THE PROBLEM: Look in the material below for the line holding "Expected: one point per instance of the sieve mesh, each". Set it down exactly, with each later line up to and including the line holding "Expected: one point per instance of the chocolate".

EXTRACTED INFORMATION:
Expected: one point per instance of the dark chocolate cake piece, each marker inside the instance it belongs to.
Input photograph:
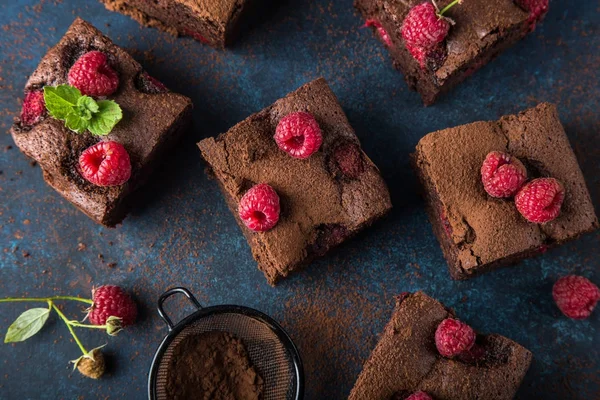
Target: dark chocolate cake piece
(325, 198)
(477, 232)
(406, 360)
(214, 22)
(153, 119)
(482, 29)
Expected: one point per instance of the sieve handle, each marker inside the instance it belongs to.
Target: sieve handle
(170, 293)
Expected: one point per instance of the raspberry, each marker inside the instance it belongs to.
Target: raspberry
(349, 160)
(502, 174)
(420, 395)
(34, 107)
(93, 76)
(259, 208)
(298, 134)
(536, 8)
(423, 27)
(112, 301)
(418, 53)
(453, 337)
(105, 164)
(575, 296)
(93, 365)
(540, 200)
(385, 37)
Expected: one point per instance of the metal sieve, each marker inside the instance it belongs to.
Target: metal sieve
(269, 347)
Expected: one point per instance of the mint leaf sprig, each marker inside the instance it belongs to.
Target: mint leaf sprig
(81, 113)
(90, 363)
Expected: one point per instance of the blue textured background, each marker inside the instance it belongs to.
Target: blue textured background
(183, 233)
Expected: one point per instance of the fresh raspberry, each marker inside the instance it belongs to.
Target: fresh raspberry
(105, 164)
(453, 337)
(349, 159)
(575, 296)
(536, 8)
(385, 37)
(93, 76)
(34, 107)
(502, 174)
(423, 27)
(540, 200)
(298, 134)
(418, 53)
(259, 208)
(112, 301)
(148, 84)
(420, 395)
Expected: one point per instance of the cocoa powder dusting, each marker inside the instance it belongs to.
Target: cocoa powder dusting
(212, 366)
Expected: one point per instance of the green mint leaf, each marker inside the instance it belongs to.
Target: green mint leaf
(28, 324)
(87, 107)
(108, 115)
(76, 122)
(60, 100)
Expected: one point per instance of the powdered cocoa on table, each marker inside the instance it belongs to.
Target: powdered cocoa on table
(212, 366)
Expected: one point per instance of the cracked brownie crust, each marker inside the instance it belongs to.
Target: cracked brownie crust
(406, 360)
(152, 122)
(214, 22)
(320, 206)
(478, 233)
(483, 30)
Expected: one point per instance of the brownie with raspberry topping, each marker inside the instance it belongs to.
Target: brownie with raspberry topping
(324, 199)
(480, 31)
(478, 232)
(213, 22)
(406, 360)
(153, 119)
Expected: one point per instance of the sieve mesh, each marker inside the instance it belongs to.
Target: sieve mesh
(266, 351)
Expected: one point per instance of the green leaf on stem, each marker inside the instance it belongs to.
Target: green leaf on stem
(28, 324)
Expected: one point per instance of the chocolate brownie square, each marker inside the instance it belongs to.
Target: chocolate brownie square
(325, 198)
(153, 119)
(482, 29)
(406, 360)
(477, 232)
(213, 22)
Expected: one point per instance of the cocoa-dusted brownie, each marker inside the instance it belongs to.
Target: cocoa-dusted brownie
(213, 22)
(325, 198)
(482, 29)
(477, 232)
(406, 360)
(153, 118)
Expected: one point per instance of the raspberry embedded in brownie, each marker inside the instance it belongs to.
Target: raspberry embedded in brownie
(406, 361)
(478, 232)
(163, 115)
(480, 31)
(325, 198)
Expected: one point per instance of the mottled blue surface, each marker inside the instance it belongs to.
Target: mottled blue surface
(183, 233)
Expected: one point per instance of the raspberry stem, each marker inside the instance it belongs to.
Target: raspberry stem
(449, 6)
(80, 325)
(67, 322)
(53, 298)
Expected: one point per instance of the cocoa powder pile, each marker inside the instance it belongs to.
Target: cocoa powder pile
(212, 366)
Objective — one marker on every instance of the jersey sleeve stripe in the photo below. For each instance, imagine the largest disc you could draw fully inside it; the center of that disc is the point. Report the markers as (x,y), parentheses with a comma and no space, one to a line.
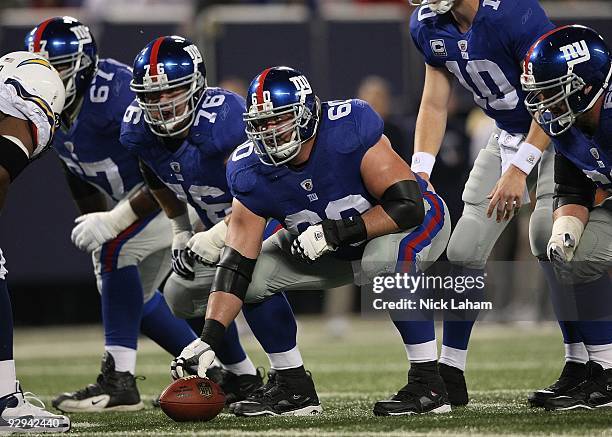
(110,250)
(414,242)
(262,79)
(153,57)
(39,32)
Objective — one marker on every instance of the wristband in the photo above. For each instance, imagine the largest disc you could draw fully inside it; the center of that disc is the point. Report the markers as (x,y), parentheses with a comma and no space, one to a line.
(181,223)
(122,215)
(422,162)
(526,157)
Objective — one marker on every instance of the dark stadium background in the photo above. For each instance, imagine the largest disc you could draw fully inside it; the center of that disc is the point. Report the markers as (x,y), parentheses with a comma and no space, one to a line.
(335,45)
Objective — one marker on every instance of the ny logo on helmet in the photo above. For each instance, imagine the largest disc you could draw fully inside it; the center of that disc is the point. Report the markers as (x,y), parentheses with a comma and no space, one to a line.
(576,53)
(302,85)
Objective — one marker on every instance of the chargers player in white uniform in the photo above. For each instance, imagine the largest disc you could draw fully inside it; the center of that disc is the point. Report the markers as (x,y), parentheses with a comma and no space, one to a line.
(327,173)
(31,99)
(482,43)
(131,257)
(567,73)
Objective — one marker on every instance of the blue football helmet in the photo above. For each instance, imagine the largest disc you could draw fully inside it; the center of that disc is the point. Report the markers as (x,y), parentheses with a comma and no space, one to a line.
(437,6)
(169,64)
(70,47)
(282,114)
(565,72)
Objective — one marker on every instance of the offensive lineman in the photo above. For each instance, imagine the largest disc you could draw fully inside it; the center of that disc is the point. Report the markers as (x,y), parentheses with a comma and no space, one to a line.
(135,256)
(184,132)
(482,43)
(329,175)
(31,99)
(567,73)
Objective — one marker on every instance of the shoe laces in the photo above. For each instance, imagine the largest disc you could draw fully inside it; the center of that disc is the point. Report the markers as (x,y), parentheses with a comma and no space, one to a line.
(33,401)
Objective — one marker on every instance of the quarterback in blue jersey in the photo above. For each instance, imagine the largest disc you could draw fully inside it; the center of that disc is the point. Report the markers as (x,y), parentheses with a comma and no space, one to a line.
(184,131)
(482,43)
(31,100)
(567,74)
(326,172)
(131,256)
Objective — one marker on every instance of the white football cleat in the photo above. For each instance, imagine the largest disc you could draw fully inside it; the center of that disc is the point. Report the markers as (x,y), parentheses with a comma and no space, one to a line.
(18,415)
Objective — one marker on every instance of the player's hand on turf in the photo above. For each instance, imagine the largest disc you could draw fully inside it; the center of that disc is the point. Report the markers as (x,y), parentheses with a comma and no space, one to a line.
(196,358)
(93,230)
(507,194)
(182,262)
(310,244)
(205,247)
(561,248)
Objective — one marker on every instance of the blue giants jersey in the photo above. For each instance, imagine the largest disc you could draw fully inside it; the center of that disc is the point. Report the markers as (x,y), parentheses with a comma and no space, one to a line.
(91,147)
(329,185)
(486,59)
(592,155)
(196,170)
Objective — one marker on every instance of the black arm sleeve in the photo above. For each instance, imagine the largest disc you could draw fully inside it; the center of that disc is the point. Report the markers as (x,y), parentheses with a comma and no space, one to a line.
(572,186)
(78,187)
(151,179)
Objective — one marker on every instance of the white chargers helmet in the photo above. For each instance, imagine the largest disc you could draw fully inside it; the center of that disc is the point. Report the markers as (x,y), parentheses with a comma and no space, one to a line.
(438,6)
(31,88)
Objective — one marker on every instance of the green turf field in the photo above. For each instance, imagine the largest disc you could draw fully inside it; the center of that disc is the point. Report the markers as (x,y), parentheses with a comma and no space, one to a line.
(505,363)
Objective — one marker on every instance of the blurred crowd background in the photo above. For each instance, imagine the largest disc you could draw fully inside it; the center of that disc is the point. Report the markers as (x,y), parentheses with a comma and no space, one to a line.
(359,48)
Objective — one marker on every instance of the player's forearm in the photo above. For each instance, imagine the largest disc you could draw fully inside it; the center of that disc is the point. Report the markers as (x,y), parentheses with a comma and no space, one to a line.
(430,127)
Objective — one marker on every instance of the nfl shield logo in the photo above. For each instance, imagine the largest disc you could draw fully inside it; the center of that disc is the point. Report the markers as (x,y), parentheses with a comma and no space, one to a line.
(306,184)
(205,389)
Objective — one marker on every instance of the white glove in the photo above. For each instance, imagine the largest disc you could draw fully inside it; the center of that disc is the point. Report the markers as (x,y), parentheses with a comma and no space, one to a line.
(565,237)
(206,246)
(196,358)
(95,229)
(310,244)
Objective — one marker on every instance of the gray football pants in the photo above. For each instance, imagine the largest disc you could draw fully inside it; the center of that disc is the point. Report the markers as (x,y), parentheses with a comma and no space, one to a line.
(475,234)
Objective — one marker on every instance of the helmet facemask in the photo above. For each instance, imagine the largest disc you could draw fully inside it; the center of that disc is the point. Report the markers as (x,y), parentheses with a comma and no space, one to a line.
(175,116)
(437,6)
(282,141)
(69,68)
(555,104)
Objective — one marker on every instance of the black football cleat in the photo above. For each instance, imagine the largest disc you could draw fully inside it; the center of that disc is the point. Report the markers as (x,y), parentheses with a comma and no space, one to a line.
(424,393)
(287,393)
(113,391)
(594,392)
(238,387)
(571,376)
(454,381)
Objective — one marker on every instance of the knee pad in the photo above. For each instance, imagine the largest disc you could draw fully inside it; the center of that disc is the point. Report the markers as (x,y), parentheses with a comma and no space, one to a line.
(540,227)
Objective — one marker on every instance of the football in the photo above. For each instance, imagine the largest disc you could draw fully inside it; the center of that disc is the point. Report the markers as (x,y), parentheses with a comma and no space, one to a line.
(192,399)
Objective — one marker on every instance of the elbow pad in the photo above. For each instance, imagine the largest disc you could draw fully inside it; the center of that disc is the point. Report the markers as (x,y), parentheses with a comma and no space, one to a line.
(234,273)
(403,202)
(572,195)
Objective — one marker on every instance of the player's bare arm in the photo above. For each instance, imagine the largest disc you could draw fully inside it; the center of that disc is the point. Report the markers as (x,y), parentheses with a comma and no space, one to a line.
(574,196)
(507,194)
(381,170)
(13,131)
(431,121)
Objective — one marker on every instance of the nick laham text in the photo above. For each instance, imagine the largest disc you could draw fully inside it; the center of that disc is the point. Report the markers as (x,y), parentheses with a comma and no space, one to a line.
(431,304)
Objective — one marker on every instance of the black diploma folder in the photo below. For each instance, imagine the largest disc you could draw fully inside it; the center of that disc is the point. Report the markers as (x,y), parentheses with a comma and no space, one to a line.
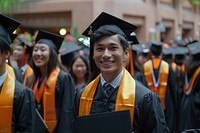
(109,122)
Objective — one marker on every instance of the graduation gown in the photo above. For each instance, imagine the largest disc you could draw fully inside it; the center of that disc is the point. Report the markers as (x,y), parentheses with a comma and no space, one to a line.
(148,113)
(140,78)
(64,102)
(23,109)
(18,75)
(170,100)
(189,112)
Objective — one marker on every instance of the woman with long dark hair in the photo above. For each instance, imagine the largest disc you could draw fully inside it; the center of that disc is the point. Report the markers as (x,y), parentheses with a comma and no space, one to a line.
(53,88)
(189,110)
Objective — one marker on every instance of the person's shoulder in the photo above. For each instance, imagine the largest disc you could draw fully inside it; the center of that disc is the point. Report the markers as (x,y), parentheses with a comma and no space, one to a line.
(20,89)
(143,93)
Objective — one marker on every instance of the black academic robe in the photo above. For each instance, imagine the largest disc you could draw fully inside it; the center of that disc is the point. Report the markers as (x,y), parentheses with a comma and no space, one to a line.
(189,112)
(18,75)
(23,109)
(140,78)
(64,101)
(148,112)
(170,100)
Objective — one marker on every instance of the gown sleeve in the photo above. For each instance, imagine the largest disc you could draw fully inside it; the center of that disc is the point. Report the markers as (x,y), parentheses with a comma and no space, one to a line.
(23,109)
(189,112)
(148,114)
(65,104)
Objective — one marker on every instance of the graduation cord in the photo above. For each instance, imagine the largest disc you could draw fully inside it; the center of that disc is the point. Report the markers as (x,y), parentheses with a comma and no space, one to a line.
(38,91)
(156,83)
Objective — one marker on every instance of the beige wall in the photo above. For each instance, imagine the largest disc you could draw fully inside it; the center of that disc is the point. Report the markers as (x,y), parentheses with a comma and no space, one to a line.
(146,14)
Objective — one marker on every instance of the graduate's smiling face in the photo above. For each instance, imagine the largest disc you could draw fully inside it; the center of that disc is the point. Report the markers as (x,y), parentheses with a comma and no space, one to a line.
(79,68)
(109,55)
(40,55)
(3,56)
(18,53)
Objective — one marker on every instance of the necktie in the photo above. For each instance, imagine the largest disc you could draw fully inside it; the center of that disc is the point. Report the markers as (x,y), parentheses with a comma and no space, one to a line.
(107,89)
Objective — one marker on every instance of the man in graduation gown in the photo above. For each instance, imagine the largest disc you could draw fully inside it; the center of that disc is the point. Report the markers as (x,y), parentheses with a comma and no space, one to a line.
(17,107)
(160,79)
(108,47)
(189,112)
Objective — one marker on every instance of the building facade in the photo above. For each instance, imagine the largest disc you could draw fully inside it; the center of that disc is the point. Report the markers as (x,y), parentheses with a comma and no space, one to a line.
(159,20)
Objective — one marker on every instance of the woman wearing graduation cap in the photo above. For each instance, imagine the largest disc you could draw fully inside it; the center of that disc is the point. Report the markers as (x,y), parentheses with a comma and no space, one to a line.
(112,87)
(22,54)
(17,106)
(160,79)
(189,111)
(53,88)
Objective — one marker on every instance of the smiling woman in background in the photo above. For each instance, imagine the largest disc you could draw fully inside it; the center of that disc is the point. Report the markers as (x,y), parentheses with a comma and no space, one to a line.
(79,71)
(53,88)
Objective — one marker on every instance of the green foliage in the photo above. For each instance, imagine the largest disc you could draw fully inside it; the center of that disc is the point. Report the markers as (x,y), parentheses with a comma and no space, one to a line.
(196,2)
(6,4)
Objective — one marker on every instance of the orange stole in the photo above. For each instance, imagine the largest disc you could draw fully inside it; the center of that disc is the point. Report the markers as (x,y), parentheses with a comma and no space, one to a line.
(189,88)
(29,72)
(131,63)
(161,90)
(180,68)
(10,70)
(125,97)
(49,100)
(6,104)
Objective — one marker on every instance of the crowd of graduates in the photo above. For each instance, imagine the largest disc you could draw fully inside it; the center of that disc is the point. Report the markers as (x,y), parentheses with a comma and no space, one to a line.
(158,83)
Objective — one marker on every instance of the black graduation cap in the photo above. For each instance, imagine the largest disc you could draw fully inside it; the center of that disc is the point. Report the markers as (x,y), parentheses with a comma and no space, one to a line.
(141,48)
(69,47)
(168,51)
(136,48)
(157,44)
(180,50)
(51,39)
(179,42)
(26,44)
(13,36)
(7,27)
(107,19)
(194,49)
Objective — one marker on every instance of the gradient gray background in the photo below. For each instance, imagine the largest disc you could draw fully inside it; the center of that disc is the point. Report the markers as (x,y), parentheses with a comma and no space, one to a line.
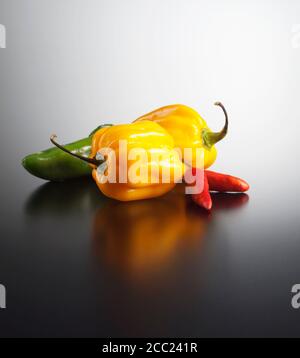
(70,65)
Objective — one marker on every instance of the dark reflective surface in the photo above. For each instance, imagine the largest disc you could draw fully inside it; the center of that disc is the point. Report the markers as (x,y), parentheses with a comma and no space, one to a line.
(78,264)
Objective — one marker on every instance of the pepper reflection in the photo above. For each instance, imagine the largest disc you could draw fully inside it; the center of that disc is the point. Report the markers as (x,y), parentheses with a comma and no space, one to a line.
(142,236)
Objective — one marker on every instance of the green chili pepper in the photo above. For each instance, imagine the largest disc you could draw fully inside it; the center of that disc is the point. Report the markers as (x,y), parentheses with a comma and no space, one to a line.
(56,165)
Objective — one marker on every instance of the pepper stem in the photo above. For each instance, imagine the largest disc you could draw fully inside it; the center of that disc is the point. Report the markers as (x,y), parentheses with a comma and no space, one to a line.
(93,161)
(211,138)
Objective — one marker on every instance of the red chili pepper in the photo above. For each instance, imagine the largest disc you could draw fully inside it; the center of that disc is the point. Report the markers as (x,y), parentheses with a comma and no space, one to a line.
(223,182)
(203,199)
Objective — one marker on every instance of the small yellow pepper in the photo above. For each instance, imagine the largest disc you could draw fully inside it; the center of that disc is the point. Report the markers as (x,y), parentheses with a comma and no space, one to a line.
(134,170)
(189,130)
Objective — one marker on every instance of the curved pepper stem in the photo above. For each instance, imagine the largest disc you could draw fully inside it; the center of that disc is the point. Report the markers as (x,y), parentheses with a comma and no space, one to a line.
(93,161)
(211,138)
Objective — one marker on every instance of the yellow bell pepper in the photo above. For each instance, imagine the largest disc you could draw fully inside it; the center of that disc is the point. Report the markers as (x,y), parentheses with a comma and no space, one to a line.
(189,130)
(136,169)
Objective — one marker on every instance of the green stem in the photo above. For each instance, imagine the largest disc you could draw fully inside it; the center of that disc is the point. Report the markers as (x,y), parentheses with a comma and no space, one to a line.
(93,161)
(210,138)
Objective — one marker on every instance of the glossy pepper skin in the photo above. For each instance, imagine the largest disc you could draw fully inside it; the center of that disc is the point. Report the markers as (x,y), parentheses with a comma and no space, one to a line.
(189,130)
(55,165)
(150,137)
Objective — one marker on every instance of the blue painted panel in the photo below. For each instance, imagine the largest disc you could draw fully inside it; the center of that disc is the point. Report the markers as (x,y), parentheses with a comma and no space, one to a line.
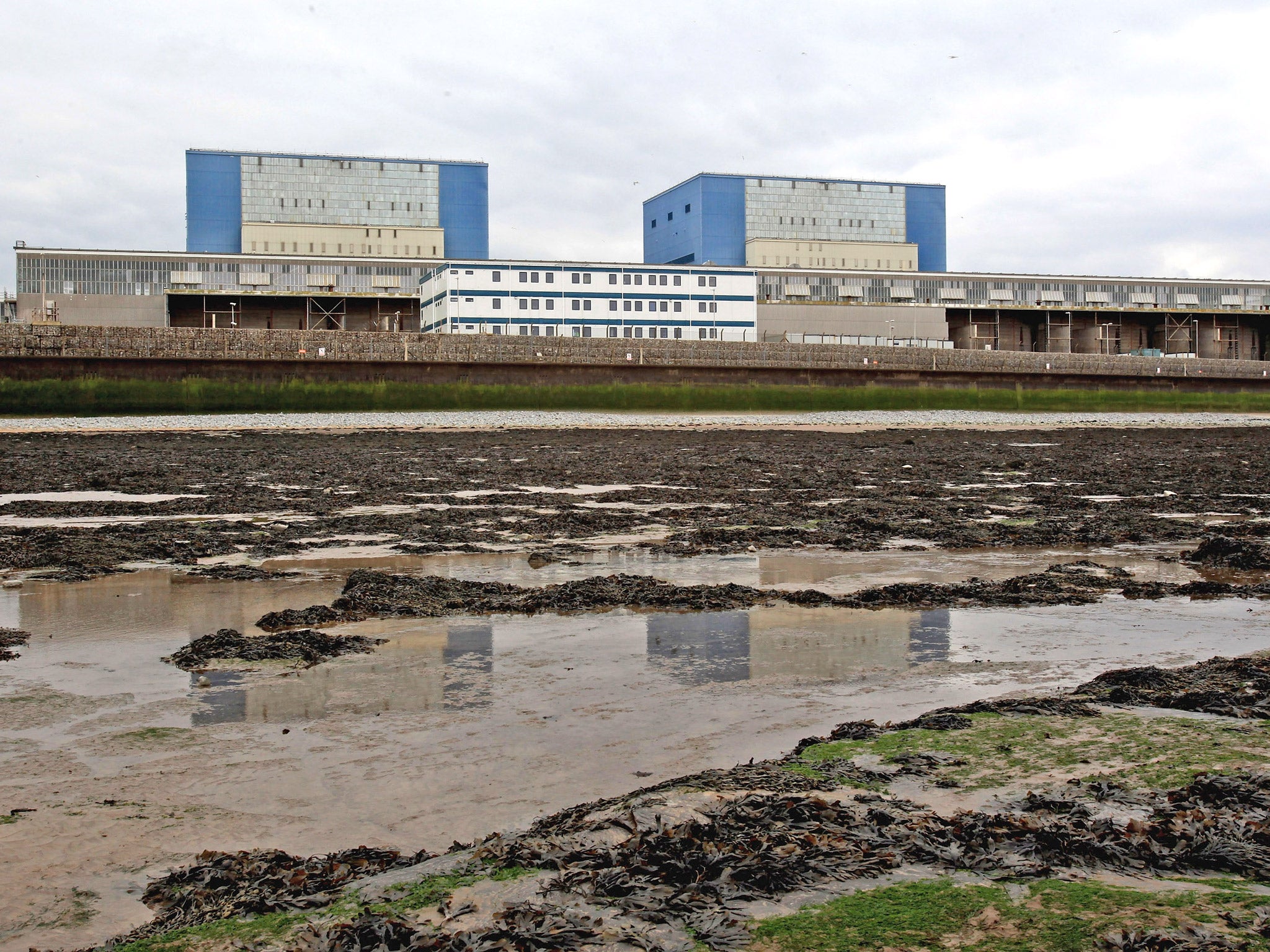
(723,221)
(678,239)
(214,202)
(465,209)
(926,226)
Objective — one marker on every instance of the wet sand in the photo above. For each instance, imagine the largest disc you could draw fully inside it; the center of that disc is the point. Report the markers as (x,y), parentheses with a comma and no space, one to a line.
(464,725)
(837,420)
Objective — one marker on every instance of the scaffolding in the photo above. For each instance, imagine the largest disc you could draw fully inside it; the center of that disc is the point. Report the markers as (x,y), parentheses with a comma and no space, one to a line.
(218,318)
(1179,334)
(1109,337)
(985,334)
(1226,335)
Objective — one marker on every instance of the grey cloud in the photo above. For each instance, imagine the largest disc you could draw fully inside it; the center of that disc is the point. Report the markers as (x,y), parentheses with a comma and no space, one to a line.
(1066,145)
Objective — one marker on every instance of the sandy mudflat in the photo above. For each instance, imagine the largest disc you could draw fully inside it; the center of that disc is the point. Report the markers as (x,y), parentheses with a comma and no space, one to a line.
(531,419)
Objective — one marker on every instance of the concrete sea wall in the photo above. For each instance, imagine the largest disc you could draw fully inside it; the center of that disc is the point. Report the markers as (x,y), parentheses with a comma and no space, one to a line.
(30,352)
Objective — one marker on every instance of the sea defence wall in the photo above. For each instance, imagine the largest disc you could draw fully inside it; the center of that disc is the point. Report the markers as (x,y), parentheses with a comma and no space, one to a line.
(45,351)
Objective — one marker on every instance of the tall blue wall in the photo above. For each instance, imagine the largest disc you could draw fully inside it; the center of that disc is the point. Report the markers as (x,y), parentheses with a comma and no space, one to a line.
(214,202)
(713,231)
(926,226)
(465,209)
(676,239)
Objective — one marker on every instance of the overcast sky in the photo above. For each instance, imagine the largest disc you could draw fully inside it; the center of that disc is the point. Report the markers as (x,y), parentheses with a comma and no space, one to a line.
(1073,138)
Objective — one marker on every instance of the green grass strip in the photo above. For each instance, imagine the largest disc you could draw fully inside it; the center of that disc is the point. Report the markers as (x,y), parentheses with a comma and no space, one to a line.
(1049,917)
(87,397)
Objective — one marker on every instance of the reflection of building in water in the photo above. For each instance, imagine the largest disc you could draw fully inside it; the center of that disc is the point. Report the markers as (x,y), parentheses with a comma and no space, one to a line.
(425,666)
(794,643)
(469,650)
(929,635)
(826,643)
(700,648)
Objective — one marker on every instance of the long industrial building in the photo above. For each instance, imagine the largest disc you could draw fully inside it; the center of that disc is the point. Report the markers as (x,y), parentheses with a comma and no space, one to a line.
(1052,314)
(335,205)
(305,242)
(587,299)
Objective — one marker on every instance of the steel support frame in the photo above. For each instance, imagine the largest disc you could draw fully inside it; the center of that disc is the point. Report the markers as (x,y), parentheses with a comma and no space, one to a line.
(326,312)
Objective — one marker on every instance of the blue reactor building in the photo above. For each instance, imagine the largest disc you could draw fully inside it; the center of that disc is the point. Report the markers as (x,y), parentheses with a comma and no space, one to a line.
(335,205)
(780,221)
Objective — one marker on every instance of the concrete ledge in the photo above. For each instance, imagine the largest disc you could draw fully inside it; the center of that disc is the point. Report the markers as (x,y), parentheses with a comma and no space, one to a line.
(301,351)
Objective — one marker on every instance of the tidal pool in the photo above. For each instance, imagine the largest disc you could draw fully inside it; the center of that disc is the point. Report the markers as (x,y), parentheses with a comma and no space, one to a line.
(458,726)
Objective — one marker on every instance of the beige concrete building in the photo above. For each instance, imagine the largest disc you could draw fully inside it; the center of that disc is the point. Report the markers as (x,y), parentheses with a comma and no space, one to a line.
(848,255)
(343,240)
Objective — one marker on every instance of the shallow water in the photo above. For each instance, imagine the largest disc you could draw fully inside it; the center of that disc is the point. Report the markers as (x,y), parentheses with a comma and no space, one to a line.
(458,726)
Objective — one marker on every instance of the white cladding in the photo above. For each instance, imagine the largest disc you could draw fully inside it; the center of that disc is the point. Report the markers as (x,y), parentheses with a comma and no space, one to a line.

SOLUTION FOR THIS TASK:
Expected: one point per instance of the sieve mesh, each marker inside the instance it belongs to.
Target: sieve mesh
(266, 351)
Expected: one point per instance of the green leaf on stem, each marker inside the instance it belongs to.
Target: green leaf on stem
(28, 324)
Expected: one point per instance of the chocolate brownie square, each marker inside the instance it belongs to.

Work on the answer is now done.